* Start DATA RECORDS *

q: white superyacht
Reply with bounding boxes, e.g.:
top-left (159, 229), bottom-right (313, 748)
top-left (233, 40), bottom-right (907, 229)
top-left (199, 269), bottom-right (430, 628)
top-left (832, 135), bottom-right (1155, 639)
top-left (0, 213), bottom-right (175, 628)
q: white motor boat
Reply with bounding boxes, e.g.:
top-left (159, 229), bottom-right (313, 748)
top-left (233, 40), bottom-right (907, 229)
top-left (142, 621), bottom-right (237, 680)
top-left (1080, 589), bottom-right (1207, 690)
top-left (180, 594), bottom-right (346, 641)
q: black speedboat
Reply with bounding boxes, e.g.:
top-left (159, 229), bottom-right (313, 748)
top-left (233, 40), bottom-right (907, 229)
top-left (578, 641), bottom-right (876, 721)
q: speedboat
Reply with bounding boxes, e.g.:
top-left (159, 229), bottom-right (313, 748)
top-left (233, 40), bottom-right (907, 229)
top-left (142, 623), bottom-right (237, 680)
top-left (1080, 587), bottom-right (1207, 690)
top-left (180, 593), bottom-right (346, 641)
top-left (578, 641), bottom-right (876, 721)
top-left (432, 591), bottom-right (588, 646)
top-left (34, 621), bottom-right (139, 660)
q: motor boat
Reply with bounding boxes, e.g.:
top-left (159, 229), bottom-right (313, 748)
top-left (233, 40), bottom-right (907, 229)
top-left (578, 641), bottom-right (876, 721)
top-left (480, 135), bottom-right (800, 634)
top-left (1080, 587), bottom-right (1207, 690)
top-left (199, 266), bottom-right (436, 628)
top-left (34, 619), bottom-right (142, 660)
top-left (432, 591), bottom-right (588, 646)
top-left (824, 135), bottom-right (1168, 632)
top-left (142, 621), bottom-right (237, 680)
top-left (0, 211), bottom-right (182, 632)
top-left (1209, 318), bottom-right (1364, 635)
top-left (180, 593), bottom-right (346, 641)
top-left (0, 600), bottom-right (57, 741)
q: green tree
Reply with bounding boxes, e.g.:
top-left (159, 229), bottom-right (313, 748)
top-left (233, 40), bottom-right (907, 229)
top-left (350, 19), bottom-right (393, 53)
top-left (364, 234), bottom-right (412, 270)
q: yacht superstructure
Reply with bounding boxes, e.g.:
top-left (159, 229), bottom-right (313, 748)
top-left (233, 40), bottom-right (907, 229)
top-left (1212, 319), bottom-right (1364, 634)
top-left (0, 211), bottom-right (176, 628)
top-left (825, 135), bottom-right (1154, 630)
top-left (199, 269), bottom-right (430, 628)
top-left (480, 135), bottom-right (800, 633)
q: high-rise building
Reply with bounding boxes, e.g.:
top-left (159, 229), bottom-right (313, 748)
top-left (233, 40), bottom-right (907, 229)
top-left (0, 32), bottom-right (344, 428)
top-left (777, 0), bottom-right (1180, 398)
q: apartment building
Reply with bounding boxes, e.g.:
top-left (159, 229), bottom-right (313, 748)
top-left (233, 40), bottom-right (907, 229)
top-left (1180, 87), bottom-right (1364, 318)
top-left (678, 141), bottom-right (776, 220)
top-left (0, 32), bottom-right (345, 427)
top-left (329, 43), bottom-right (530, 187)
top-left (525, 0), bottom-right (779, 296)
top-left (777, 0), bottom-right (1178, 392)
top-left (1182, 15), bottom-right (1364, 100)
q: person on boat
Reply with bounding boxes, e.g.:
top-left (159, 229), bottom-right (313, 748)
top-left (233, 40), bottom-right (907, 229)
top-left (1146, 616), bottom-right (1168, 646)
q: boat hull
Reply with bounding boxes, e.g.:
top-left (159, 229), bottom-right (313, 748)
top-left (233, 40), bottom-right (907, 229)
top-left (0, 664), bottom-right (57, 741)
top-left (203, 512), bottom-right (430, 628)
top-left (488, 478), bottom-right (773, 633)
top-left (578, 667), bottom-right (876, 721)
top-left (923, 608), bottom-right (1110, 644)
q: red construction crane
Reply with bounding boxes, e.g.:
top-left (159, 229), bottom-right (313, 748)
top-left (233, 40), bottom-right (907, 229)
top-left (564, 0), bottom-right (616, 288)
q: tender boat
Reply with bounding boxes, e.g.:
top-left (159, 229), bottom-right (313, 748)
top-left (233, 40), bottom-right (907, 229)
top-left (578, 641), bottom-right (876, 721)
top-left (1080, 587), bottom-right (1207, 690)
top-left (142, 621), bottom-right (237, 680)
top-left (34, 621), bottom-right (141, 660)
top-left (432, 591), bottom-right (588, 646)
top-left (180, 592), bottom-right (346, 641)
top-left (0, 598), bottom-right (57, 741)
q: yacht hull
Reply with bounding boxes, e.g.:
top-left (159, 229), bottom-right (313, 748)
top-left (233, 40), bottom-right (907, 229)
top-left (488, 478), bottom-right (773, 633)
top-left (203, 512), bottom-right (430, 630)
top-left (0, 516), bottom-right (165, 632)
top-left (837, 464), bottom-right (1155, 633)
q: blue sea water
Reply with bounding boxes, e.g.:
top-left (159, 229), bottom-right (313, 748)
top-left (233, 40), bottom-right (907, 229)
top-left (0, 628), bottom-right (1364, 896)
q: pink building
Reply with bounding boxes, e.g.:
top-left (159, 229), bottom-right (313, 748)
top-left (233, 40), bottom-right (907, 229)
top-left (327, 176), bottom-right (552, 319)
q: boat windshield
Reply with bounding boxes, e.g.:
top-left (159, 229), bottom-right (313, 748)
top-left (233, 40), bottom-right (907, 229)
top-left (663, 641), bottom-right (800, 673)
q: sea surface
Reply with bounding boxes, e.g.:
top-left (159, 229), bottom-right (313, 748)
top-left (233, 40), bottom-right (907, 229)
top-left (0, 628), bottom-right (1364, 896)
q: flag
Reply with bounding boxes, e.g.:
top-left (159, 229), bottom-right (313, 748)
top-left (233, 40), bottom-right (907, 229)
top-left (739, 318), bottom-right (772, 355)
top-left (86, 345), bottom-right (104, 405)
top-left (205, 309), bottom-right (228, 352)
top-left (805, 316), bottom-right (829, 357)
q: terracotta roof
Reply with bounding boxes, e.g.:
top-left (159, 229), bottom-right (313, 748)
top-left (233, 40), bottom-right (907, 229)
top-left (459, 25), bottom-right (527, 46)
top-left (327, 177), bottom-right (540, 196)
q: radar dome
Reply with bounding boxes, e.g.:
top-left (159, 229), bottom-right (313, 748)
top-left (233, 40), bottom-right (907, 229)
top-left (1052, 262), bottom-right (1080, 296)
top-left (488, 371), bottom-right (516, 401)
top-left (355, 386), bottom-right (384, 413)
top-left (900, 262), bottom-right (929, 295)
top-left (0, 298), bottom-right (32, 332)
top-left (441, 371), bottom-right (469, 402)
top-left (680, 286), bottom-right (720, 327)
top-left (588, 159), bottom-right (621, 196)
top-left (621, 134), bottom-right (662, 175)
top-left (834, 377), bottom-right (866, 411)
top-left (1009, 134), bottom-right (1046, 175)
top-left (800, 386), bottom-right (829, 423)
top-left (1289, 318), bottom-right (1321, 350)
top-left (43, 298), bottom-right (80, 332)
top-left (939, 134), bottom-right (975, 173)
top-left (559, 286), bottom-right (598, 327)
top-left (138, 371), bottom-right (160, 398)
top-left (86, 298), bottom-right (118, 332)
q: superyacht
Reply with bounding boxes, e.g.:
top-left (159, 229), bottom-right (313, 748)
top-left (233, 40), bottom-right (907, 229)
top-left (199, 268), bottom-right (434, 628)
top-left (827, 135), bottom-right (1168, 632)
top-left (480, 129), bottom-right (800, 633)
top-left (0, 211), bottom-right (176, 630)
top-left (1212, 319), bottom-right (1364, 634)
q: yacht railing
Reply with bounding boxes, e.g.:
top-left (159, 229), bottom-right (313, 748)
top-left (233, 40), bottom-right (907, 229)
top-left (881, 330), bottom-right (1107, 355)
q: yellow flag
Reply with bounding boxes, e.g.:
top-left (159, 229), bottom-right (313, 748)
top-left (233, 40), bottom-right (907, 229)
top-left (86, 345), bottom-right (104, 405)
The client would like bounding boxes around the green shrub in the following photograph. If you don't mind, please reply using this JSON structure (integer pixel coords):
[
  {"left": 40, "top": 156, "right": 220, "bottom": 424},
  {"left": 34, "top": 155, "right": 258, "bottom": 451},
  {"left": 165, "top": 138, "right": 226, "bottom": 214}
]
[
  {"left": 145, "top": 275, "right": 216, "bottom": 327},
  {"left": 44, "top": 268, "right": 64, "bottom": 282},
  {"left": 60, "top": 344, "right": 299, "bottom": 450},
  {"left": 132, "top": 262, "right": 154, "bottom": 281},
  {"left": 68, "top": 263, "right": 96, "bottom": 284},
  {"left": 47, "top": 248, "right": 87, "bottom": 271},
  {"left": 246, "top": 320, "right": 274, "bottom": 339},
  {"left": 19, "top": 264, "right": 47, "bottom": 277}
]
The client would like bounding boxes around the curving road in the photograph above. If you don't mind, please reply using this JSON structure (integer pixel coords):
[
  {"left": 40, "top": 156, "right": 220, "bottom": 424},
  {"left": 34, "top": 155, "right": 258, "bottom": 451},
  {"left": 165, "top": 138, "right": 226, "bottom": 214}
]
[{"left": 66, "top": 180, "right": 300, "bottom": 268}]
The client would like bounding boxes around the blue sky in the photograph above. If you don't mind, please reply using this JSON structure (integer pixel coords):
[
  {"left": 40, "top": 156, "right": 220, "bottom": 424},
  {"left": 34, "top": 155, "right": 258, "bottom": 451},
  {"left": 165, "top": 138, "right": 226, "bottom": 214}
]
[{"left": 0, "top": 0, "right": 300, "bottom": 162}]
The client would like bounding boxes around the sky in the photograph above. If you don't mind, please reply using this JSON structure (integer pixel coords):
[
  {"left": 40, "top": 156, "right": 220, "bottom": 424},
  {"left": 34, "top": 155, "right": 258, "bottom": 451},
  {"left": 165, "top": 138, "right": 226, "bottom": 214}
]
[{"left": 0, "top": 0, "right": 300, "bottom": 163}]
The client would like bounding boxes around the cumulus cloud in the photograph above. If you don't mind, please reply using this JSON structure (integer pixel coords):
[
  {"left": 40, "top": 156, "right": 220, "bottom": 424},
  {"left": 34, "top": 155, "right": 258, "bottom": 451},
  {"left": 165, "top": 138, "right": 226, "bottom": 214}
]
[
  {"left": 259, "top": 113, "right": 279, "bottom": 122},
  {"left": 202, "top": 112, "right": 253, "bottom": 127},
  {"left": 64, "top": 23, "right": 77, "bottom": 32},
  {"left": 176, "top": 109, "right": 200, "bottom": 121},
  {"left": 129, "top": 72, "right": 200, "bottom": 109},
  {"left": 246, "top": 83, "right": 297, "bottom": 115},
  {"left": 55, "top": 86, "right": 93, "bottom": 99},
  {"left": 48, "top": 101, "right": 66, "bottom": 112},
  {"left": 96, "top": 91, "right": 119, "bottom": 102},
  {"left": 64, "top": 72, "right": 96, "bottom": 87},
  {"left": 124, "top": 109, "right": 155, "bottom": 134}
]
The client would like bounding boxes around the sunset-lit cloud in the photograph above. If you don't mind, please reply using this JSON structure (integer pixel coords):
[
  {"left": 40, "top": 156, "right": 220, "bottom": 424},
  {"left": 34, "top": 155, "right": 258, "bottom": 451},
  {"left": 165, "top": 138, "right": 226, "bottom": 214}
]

* End DATA RECORDS *

GIVEN INSTRUCTION: Please convert the items starting at the line containing "q: green tree" and ending at the line containing "top-left (777, 0), bottom-right (1180, 398)", both lines included, into a two-column CSV with the headers item_text and answer. Give one row per item, with each value in a single quoted field and line breaks replaced by spaces.

THE COMPLETED TASK:
item_text,answer
"q: green tree Reply with bounding boxes, e.g.: top-left (159, 229), bottom-right (313, 748) top-left (233, 40), bottom-right (907, 229)","top-left (350, 19), bottom-right (393, 53) top-left (364, 234), bottom-right (412, 270)"
"q: yacht superstructure Reply with bounding boxes, e.g.: top-left (159, 229), bottom-right (313, 748) top-left (233, 40), bottom-right (907, 229)","top-left (1212, 319), bottom-right (1364, 634) top-left (0, 211), bottom-right (176, 628) top-left (825, 135), bottom-right (1154, 630) top-left (199, 269), bottom-right (430, 628) top-left (480, 135), bottom-right (800, 633)"
"q: high-rise building Reply with bounding boxes, e.g.: top-left (159, 229), bottom-right (313, 748) top-left (233, 40), bottom-right (907, 229)","top-left (0, 32), bottom-right (344, 428) top-left (777, 0), bottom-right (1180, 398)"